Please rewrite every line of the items below as a JSON list of strings, one string per line, leaving out any blank lines.

**DATASET**
++++++++

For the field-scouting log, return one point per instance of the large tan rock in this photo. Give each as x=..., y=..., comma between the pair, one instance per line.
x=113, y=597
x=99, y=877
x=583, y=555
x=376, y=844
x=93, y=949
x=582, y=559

++++++++

**WORKED ANSWER**
[
  "For the field-scouting log, return one point per instance of the large tan rock in this photo. Give each as x=..., y=..., comma between the pair, one instance per line.",
  "x=113, y=597",
  "x=99, y=877",
  "x=583, y=555",
  "x=376, y=844",
  "x=93, y=949",
  "x=582, y=559"
]